▶ _WHAT TO PRODUCE_
Reproduce the records below unchanged except that every "positive clicks" becomes "include clicks".
***
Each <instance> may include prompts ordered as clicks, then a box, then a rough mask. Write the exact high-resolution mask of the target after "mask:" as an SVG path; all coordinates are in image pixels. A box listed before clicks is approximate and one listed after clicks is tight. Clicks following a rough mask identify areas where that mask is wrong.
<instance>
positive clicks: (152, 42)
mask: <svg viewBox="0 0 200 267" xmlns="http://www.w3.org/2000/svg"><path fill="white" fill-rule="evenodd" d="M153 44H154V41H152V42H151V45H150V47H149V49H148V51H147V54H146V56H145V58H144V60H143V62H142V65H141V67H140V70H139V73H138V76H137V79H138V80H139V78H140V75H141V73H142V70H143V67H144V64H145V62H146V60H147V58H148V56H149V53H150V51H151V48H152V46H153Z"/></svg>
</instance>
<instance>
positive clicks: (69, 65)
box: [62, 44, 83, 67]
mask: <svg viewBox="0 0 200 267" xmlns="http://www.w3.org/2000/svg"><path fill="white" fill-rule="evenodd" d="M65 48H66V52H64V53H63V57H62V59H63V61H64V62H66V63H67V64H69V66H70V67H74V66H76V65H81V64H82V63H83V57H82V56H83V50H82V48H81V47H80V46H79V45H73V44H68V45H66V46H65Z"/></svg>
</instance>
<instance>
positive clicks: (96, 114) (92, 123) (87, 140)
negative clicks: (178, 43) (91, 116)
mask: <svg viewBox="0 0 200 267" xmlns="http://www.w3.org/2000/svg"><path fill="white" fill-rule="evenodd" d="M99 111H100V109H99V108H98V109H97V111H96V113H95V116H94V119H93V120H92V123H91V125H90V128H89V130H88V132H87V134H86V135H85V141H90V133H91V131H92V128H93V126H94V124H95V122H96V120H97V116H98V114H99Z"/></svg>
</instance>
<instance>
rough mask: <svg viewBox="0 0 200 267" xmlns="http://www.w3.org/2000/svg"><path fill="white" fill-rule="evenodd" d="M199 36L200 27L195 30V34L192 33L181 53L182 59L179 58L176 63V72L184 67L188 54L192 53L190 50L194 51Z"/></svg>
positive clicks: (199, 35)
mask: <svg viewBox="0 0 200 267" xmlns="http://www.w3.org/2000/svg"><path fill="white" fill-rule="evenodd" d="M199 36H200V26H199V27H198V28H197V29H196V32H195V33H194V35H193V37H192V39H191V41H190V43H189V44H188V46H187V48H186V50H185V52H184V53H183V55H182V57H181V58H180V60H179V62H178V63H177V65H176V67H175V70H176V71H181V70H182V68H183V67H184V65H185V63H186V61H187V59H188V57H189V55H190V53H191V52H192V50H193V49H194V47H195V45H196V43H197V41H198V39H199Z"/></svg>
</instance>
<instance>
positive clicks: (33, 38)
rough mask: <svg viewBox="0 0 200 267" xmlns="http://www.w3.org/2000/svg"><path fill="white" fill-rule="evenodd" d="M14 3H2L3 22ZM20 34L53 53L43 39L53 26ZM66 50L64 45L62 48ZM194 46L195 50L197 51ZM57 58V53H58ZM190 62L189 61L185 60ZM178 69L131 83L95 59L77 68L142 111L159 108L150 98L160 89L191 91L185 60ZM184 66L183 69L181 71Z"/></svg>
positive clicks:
***
▶ _TASK ANSWER_
Each <instance> may include prompts ordered as clicks, then a box, then a rough mask. Write the exact high-resolution mask of the target after "mask:" as an SVG path; all coordinates are in image pixels. A box listed before clicks is approximate and one listed after clicks is tight. Clicks following a rough mask identify areas where that mask is wrong.
<instance>
include clicks: (152, 42)
mask: <svg viewBox="0 0 200 267" xmlns="http://www.w3.org/2000/svg"><path fill="white" fill-rule="evenodd" d="M153 44H154V41H152V42H151V45H150V47H149V49H148V51H147V54H146V56H145V58H144V60H143V62H142V65H141V67H140V70H139V73H138V76H137V79H138V80H139V78H140V75H141V73H142V70H143V67H144V64H145V62H146V60H147V58H148V56H149V53H150V51H151V48H152V46H153Z"/></svg>
</instance>
<instance>
include clicks: (69, 65)
box: [62, 44, 83, 67]
mask: <svg viewBox="0 0 200 267" xmlns="http://www.w3.org/2000/svg"><path fill="white" fill-rule="evenodd" d="M65 48H66V52H64V53H63V57H62V59H63V61H64V62H66V63H67V64H69V66H70V67H74V66H76V65H81V64H82V63H83V57H82V56H83V50H82V48H81V47H80V46H79V45H73V44H68V45H66V46H65Z"/></svg>
</instance>
<instance>
include clicks: (96, 114) (92, 123) (87, 140)
negative clicks: (178, 43) (91, 116)
mask: <svg viewBox="0 0 200 267" xmlns="http://www.w3.org/2000/svg"><path fill="white" fill-rule="evenodd" d="M99 111H100V109H99V108H98V109H97V111H96V113H95V116H94V119H93V120H92V123H91V125H90V128H89V130H88V132H87V134H86V135H85V141H90V133H91V131H92V128H93V126H94V124H95V122H96V120H97V116H98V114H99Z"/></svg>
</instance>
<instance>
rough mask: <svg viewBox="0 0 200 267" xmlns="http://www.w3.org/2000/svg"><path fill="white" fill-rule="evenodd" d="M199 36L200 27L195 30V34L192 33L181 53L182 59L179 58L176 63V72L184 67L188 54L192 53L190 50L194 51Z"/></svg>
include clicks: (199, 35)
mask: <svg viewBox="0 0 200 267" xmlns="http://www.w3.org/2000/svg"><path fill="white" fill-rule="evenodd" d="M199 36H200V26H199V27H198V28H197V29H196V32H195V33H194V35H193V37H192V39H191V41H190V43H189V44H188V46H187V48H186V50H185V52H184V53H183V55H182V57H181V58H180V60H179V62H178V63H177V65H176V67H175V70H176V71H181V70H182V68H183V67H184V65H185V63H186V61H187V59H188V57H189V55H190V53H191V52H192V50H193V49H194V47H195V45H196V43H197V41H198V39H199Z"/></svg>
</instance>
<instance>
include clicks: (33, 38)
rough mask: <svg viewBox="0 0 200 267" xmlns="http://www.w3.org/2000/svg"><path fill="white" fill-rule="evenodd" d="M14 3H2L3 22ZM20 34L53 53L43 39L53 26ZM66 50L64 45L62 48ZM194 46L195 50L197 51ZM57 58V53H58ZM190 62L189 61L185 60ZM178 69L131 83L95 59L77 68L142 111L159 108L150 98L160 89L191 91L185 60ZM184 66L183 69L181 71Z"/></svg>
include clicks:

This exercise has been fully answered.